Exercise |
Quote the listing in full, exactly as given, minus any pictures.

Provided data |

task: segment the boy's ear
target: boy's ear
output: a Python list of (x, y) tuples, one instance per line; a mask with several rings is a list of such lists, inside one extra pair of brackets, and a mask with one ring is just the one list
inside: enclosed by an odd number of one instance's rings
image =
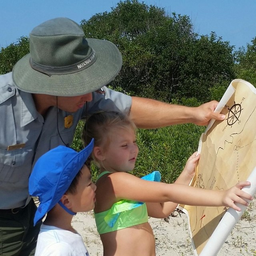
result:
[(96, 160), (99, 160), (100, 161), (103, 161), (105, 160), (105, 156), (100, 147), (96, 146), (94, 147), (92, 151), (93, 155), (96, 158)]
[(71, 209), (72, 207), (72, 202), (69, 200), (68, 196), (66, 194), (62, 196), (60, 201), (68, 209)]

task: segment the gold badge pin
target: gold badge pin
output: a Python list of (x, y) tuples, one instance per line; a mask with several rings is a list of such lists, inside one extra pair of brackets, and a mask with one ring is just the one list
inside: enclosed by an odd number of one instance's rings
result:
[(69, 115), (64, 118), (64, 126), (65, 128), (70, 128), (73, 124), (73, 116)]

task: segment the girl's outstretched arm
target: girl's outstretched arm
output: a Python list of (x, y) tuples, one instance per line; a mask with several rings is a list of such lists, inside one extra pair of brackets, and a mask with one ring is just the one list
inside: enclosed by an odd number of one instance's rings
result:
[(110, 174), (104, 180), (106, 188), (111, 187), (116, 202), (128, 199), (139, 202), (172, 202), (198, 206), (225, 206), (240, 210), (234, 202), (247, 206), (244, 199), (252, 200), (252, 197), (241, 190), (249, 182), (238, 182), (226, 190), (202, 189), (182, 184), (166, 184), (144, 180), (126, 172)]
[[(200, 155), (195, 152), (188, 160), (182, 172), (174, 182), (176, 184), (189, 185), (195, 173), (196, 163)], [(177, 208), (178, 204), (172, 202), (164, 203), (146, 203), (148, 213), (150, 217), (167, 218)]]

Result |
task: segment the boy's ear
target: boy's ear
output: a Python list of (x, y) tuples, one instance per line; a mask with several rings is a list of such lists, inside one extra pair of brackets, and a mask with one ring is just the one list
inside: enclosed by an odd number of one instance's rings
image =
result:
[(96, 160), (99, 160), (100, 161), (103, 161), (105, 160), (105, 156), (100, 147), (96, 146), (94, 147), (92, 151), (93, 155), (96, 158)]
[(71, 209), (72, 207), (72, 202), (69, 200), (68, 196), (66, 194), (62, 196), (60, 201), (68, 209)]

task: segment the gold badge pin
target: gold badge pin
output: a Python list of (x, y) tuples, one instance per line; a mask with several rings is a list of such lists, inside one extra pair of brackets, and a mask with one ring is just the one list
inside: enclosed by an odd number of one instance's rings
result:
[(69, 115), (64, 118), (64, 126), (65, 128), (70, 128), (73, 124), (73, 116)]

task: segment the girl's outstretched arm
target: girl's outstretched arm
output: a Python list of (x, y) tuples, one instance per line; a mask with several rings is a list of such lists, inside one extra pair of brackets, and a mask with one ring is just the one list
inside: enclosed by an odd number of one instance's rings
result:
[(110, 174), (104, 180), (106, 188), (111, 187), (116, 202), (128, 199), (139, 202), (172, 202), (198, 206), (225, 206), (240, 210), (234, 202), (247, 206), (244, 199), (252, 200), (252, 197), (241, 190), (249, 182), (238, 182), (226, 190), (202, 189), (182, 184), (166, 184), (144, 180), (126, 172)]
[[(200, 155), (195, 152), (188, 160), (182, 172), (174, 182), (176, 184), (189, 185), (195, 173), (196, 163)], [(177, 208), (178, 204), (172, 202), (164, 203), (146, 203), (148, 213), (150, 217), (167, 218)]]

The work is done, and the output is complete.